▸ EXERCISE AIM: Could you write out the records below exactly as they appear, leaving out any pictures?

▸ EXCERPTED DATA:
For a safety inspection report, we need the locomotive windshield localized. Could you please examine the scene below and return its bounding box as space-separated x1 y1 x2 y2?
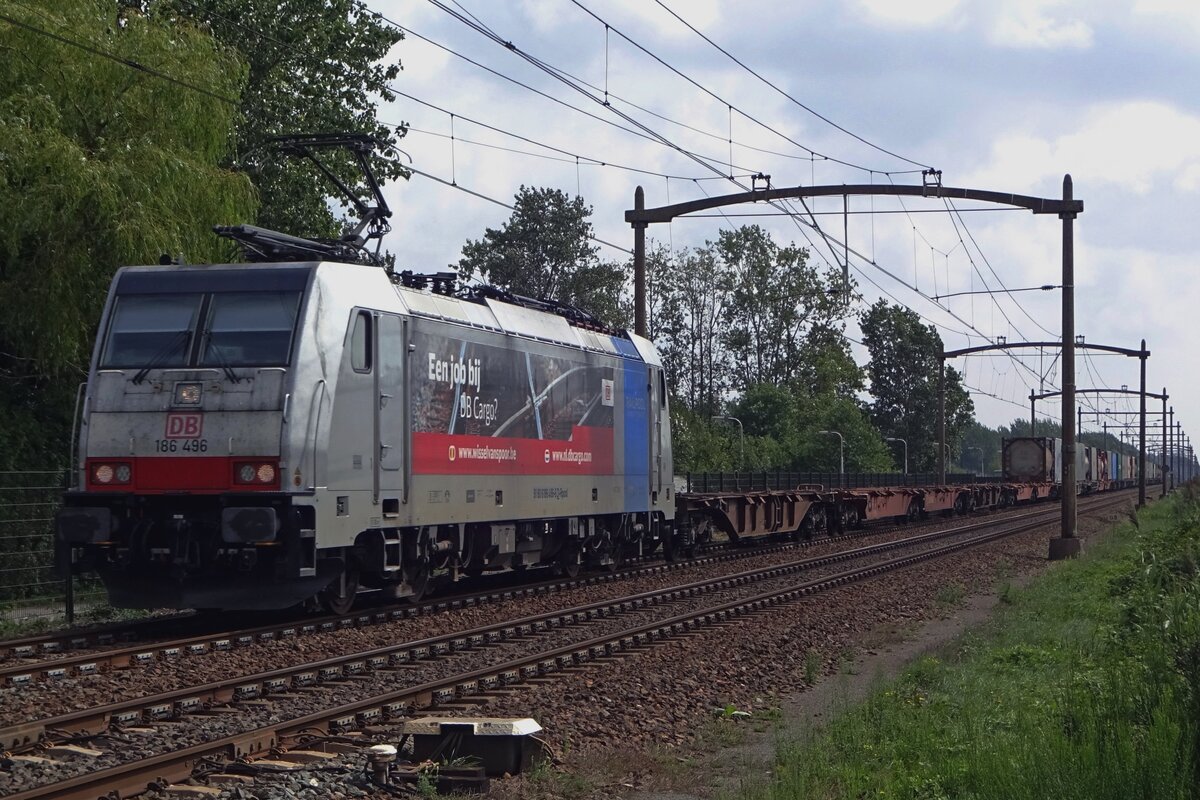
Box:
99 266 311 371
199 291 301 367
100 289 302 369
100 293 203 369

▸ WRITTEN REPLY:
For a safety inspection report, we need the locomotive windshield localized. Could you please examine the scene below and return its bounding box as space-separated x1 y1 x2 y2?
Box:
99 266 311 371
199 291 301 367
100 289 302 369
100 293 203 369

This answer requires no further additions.